┌────────

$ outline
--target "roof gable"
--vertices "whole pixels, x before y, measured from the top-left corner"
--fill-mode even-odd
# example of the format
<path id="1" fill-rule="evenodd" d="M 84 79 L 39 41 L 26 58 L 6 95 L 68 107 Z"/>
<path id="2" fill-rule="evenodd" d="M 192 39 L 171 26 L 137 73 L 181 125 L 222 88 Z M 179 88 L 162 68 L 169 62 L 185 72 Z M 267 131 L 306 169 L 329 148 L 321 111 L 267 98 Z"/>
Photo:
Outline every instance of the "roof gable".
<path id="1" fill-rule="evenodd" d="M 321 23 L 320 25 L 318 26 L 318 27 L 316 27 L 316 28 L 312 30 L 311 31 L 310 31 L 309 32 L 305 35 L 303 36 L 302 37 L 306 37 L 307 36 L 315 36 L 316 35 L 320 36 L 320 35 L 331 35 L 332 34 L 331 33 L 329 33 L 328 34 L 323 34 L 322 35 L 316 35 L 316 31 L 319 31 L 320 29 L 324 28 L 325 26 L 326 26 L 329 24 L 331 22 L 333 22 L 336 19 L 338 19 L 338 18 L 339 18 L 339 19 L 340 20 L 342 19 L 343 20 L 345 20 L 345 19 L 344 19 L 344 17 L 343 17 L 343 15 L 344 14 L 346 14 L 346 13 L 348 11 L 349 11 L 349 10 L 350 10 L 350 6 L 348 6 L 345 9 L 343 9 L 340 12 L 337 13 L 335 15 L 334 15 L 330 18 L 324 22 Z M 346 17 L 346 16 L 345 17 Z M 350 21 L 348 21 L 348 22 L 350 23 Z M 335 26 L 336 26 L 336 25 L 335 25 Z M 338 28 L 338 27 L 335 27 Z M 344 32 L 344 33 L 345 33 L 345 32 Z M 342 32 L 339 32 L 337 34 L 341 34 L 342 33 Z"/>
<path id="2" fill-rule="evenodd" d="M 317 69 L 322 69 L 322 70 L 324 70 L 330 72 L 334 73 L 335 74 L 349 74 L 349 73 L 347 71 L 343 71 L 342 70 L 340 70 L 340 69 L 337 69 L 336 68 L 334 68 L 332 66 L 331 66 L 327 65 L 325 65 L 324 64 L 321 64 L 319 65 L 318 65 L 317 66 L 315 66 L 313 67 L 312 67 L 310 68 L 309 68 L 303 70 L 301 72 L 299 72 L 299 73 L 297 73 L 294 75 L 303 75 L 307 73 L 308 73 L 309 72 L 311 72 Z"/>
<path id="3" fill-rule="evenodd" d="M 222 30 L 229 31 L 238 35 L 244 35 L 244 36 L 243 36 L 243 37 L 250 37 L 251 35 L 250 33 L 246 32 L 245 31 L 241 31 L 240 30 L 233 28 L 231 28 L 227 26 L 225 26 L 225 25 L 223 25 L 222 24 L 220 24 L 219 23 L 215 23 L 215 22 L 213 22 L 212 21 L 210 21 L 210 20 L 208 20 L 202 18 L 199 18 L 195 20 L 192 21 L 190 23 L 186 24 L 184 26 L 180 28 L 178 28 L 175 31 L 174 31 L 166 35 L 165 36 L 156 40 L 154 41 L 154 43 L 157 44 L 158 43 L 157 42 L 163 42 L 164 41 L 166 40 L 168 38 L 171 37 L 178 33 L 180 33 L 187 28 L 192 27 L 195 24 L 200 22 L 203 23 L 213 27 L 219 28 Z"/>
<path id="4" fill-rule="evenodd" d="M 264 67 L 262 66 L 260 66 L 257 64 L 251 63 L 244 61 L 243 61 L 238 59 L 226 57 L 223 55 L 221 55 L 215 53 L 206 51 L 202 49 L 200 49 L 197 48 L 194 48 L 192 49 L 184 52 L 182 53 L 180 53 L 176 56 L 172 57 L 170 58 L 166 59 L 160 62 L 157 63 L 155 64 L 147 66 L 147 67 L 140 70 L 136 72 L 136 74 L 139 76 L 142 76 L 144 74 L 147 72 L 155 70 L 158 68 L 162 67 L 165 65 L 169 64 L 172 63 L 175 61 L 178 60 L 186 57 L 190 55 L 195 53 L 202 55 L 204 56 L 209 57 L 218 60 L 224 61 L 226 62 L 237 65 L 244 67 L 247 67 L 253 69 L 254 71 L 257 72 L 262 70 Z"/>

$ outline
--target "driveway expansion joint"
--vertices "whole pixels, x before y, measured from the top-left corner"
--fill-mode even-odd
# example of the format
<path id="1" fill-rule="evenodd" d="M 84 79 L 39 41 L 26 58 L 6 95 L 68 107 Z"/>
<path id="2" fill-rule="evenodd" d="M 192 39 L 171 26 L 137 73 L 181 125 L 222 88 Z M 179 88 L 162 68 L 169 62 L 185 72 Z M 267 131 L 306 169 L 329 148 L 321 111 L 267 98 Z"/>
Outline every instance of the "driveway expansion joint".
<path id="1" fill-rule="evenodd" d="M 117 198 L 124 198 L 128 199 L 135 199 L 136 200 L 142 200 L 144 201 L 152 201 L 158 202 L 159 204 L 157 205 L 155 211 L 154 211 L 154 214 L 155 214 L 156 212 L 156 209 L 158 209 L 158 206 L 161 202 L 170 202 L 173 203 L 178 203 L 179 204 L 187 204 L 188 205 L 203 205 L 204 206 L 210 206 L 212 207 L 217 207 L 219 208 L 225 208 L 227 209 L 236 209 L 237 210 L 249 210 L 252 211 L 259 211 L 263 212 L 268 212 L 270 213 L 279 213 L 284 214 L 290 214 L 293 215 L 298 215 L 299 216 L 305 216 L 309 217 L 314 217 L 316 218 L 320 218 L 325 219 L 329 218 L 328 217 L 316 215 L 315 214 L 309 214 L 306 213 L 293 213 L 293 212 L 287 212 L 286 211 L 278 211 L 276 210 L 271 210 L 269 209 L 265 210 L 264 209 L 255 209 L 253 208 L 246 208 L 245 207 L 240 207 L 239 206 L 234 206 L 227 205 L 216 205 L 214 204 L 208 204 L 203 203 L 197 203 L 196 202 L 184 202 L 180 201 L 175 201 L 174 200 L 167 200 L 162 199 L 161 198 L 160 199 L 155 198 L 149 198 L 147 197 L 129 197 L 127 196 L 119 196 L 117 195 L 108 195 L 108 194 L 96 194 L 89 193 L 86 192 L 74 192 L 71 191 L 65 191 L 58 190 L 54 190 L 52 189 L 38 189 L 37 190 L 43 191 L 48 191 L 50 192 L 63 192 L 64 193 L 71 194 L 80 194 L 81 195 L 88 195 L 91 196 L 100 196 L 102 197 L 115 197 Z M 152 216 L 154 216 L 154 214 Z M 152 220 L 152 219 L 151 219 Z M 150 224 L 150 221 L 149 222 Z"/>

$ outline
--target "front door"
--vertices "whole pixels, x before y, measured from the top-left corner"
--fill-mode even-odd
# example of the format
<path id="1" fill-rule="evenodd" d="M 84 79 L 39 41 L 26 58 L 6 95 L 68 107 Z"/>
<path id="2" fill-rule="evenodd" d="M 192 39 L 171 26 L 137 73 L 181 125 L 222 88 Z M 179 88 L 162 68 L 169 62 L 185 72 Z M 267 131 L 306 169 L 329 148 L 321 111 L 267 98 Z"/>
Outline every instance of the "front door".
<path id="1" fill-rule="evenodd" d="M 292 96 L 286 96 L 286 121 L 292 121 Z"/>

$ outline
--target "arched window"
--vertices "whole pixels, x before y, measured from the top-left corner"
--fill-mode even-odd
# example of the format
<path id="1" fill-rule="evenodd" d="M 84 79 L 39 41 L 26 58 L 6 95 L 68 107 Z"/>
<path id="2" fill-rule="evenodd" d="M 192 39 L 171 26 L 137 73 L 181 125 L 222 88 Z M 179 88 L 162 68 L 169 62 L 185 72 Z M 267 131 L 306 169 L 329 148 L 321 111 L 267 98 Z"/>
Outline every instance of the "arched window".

└────────

= GOAL =
What do the records say? Quote them all exactly.

= WRITTEN RESPONSE =
$ outline
--target "roof gable"
--vertices "whole pixels, x before y, measured from the top-left corner"
--fill-mode even-odd
# example of the format
<path id="1" fill-rule="evenodd" d="M 84 79 L 39 41 L 26 58 L 6 95 L 68 107 Z"/>
<path id="2" fill-rule="evenodd" d="M 192 39 L 171 26 L 137 73 L 181 125 L 222 88 Z M 179 88 L 162 68 L 169 62 L 185 72 Z M 267 131 L 306 169 L 329 148 L 321 111 L 267 98 Z"/>
Photo:
Outline every instance of the "roof gable".
<path id="1" fill-rule="evenodd" d="M 321 23 L 320 25 L 318 26 L 318 27 L 316 27 L 316 28 L 312 30 L 311 31 L 310 31 L 309 32 L 305 35 L 303 36 L 302 37 L 306 37 L 307 36 L 315 36 L 316 35 L 320 36 L 320 35 L 331 35 L 332 34 L 331 33 L 329 33 L 328 34 L 323 34 L 322 35 L 316 35 L 316 31 L 319 31 L 320 29 L 324 28 L 325 26 L 326 26 L 329 24 L 331 22 L 333 22 L 336 19 L 338 19 L 338 18 L 339 18 L 339 19 L 340 20 L 342 19 L 343 20 L 345 20 L 345 19 L 344 19 L 344 17 L 343 17 L 343 15 L 344 14 L 346 14 L 346 13 L 348 11 L 349 11 L 349 10 L 350 10 L 350 6 L 348 6 L 345 9 L 343 9 L 340 12 L 337 13 L 335 15 L 334 15 L 330 18 L 324 22 Z M 346 17 L 346 16 L 345 17 Z M 350 21 L 348 21 L 348 22 L 350 23 Z M 335 26 L 336 26 L 336 25 L 335 25 Z M 338 28 L 338 27 L 335 27 Z M 344 32 L 344 33 L 345 33 L 345 32 Z M 342 32 L 339 32 L 337 34 L 341 34 L 342 33 Z"/>
<path id="2" fill-rule="evenodd" d="M 317 69 L 322 69 L 322 70 L 324 70 L 330 72 L 334 73 L 335 74 L 349 74 L 349 73 L 347 71 L 343 71 L 342 70 L 340 70 L 340 69 L 337 69 L 336 68 L 334 68 L 332 66 L 331 66 L 327 65 L 325 65 L 324 64 L 321 64 L 319 65 L 318 65 L 317 66 L 315 66 L 313 67 L 312 67 L 310 68 L 309 68 L 303 70 L 301 72 L 299 72 L 299 73 L 297 73 L 294 75 L 303 75 L 307 73 L 308 73 L 309 72 L 311 72 Z"/>
<path id="3" fill-rule="evenodd" d="M 222 30 L 229 31 L 238 35 L 244 35 L 244 36 L 243 36 L 243 37 L 250 37 L 251 35 L 250 33 L 246 32 L 245 31 L 241 31 L 240 30 L 233 28 L 231 28 L 227 26 L 225 26 L 225 25 L 223 25 L 222 24 L 220 24 L 219 23 L 215 23 L 215 22 L 213 22 L 212 21 L 210 21 L 210 20 L 208 20 L 202 18 L 199 18 L 195 20 L 192 21 L 190 23 L 186 24 L 184 26 L 180 28 L 178 28 L 175 31 L 174 31 L 166 35 L 165 36 L 156 40 L 154 41 L 154 43 L 157 44 L 158 43 L 157 42 L 163 42 L 164 41 L 166 40 L 168 38 L 171 37 L 178 33 L 180 33 L 187 28 L 192 27 L 195 24 L 200 22 L 203 23 L 213 27 L 219 28 Z"/>
<path id="4" fill-rule="evenodd" d="M 264 67 L 262 66 L 260 66 L 257 64 L 251 63 L 244 61 L 243 61 L 238 59 L 226 57 L 223 55 L 221 55 L 215 53 L 206 51 L 202 49 L 200 49 L 197 48 L 194 48 L 192 49 L 184 52 L 182 53 L 180 53 L 176 56 L 172 57 L 170 58 L 166 59 L 160 62 L 157 63 L 155 64 L 147 66 L 147 67 L 140 70 L 136 72 L 136 74 L 139 76 L 142 76 L 144 74 L 147 72 L 155 70 L 158 68 L 162 67 L 165 65 L 169 64 L 172 63 L 175 61 L 178 60 L 186 57 L 190 55 L 195 53 L 202 55 L 204 56 L 209 57 L 218 60 L 224 61 L 226 62 L 237 65 L 244 67 L 247 67 L 253 69 L 254 71 L 257 72 L 262 70 Z"/>

$ outline
--target "driveway expansion joint"
--vertices "whole pixels, x before y, measured from the top-left corner"
--fill-mode even-odd
# example of the format
<path id="1" fill-rule="evenodd" d="M 84 79 L 39 41 L 26 58 L 6 95 L 68 107 Z"/>
<path id="2" fill-rule="evenodd" d="M 192 39 L 171 26 L 137 73 L 181 125 L 222 88 Z M 179 88 L 162 68 L 169 62 L 185 72 Z M 267 131 L 306 169 L 329 148 L 321 111 L 267 98 Z"/>
Outline every instance of the "driveway expansion joint".
<path id="1" fill-rule="evenodd" d="M 117 198 L 124 198 L 128 199 L 135 199 L 136 200 L 142 200 L 144 201 L 152 201 L 158 202 L 159 204 L 157 205 L 155 211 L 154 211 L 154 214 L 155 214 L 156 212 L 156 209 L 158 209 L 158 206 L 161 202 L 170 202 L 173 203 L 178 203 L 179 204 L 187 204 L 188 205 L 203 205 L 204 206 L 210 206 L 212 207 L 217 207 L 219 208 L 225 208 L 227 209 L 236 209 L 237 210 L 249 210 L 252 211 L 259 211 L 263 212 L 268 212 L 270 213 L 279 213 L 284 214 L 290 214 L 293 215 L 298 215 L 299 216 L 305 216 L 309 217 L 314 217 L 316 218 L 320 218 L 325 219 L 329 218 L 328 217 L 316 215 L 315 214 L 309 214 L 306 213 L 293 213 L 293 212 L 287 212 L 286 211 L 278 211 L 276 210 L 271 210 L 269 209 L 265 210 L 264 209 L 255 209 L 253 208 L 246 208 L 245 207 L 240 207 L 239 206 L 234 206 L 227 205 L 216 205 L 214 204 L 208 204 L 203 203 L 197 203 L 196 202 L 184 202 L 180 201 L 175 201 L 174 200 L 167 200 L 162 199 L 161 198 L 160 199 L 155 198 L 149 198 L 147 197 L 129 197 L 127 196 L 119 196 L 117 195 L 108 195 L 108 194 L 96 194 L 89 193 L 86 192 L 74 192 L 71 191 L 65 191 L 58 190 L 54 190 L 52 189 L 38 189 L 37 190 L 43 191 L 48 191 L 50 192 L 63 192 L 64 193 L 71 194 L 80 194 L 81 195 L 88 195 L 91 196 L 100 196 L 102 197 L 115 197 Z M 152 216 L 154 216 L 154 214 Z M 152 220 L 152 219 L 151 219 Z M 150 224 L 150 221 L 149 222 Z"/>

$ outline
--target "front door"
--vertices "whole pixels, x before y, measured from the top-left corner"
--fill-mode even-odd
# example of the format
<path id="1" fill-rule="evenodd" d="M 84 79 L 39 41 L 26 58 L 6 95 L 68 107 Z"/>
<path id="2" fill-rule="evenodd" d="M 192 39 L 171 26 L 137 73 L 181 125 L 222 88 Z M 179 88 L 162 68 L 169 62 L 185 72 Z M 267 131 L 306 169 L 329 148 L 321 111 L 267 98 Z"/>
Outline every instance of the "front door".
<path id="1" fill-rule="evenodd" d="M 292 96 L 286 96 L 286 121 L 292 121 Z"/>

$ outline
--target "arched window"
--vertices "whole pixels, x before y, measured from the top-left corner"
--fill-mode even-odd
# example of the format
<path id="1" fill-rule="evenodd" d="M 84 79 L 39 41 L 26 58 L 6 95 L 68 107 Z"/>
<path id="2" fill-rule="evenodd" d="M 192 39 L 171 26 L 137 73 L 181 125 L 222 88 Z M 179 88 L 162 68 L 169 62 L 185 72 Z M 267 131 L 306 169 L 329 148 L 321 111 L 267 98 Z"/>
Outline every instance of the "arched window".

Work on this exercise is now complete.